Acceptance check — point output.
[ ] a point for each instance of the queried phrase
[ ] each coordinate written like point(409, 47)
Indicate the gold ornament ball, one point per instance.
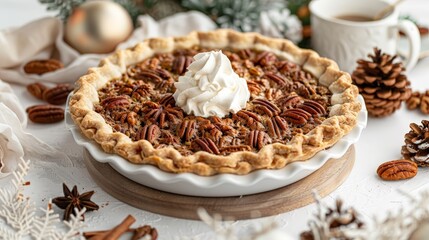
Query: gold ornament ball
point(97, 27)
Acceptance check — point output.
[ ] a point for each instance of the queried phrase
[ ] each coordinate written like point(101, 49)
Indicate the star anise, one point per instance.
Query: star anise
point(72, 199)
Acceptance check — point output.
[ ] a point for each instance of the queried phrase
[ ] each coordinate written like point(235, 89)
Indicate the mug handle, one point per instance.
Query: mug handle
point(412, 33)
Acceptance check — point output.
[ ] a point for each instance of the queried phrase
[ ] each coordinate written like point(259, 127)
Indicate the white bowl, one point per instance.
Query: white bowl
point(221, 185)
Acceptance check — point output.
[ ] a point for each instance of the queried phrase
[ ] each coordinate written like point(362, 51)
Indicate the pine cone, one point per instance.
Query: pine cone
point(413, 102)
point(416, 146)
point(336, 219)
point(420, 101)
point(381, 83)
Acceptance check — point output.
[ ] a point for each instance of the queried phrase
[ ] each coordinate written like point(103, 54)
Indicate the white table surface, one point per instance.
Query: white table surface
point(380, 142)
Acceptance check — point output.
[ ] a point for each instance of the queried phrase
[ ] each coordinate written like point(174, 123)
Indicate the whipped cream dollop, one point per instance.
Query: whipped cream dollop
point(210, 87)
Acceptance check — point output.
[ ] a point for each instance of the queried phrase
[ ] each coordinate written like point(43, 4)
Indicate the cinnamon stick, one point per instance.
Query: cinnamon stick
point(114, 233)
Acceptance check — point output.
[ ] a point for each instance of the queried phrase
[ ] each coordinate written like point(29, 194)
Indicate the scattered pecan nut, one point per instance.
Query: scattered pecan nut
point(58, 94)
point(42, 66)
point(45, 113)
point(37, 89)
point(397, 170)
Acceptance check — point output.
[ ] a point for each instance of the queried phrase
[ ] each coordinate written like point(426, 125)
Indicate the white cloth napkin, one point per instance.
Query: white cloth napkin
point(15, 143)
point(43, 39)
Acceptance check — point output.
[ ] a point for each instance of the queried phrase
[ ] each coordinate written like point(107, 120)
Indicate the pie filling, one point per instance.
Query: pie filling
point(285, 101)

==

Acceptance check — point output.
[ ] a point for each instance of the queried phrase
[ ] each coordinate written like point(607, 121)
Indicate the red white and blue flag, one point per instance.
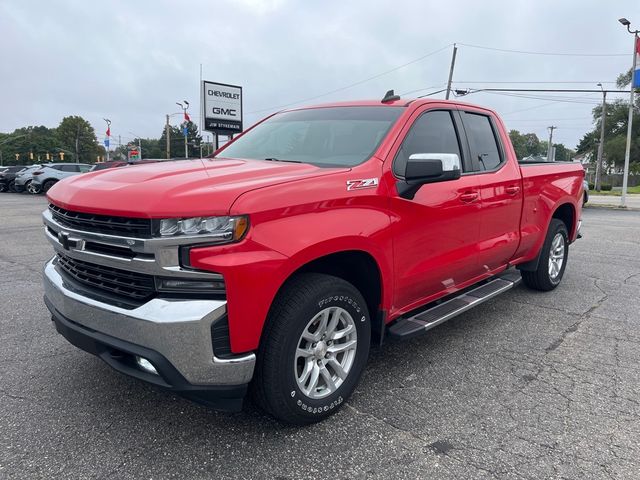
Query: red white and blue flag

> _Your objective_
Report every line in the records above that contains the word "coordinate". Case matters.

> _Answer to this exercise_
[ ] each coordinate written like point(409, 47)
[ ] each coordinate written like point(101, 49)
[ ] each coordinate written like point(235, 89)
[ ] each coordinate written like point(259, 127)
[ ] each coordinate written like point(362, 51)
[ ] each coordinate written like point(103, 54)
[ ] each coordinate written like point(174, 123)
[ ] each coordinate written like point(43, 4)
[ ] each coordinate written like point(29, 194)
[ ] each coordinate written like point(426, 125)
[ ] each coordinate written like point(107, 120)
[ ] each coordinate written like point(607, 121)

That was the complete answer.